CHALLENGE - Rewrite the records below, renaming every "marker" as "point". Keep everything else the same.

[begin RAW DATA]

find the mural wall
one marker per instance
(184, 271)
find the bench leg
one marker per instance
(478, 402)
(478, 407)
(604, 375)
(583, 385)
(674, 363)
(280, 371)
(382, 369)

[end RAW DATA]

FINAL RESULT -
find the mural wall
one point per instance
(184, 271)
find the bench leg
one point per instance
(478, 402)
(478, 407)
(604, 375)
(583, 385)
(674, 363)
(280, 371)
(382, 369)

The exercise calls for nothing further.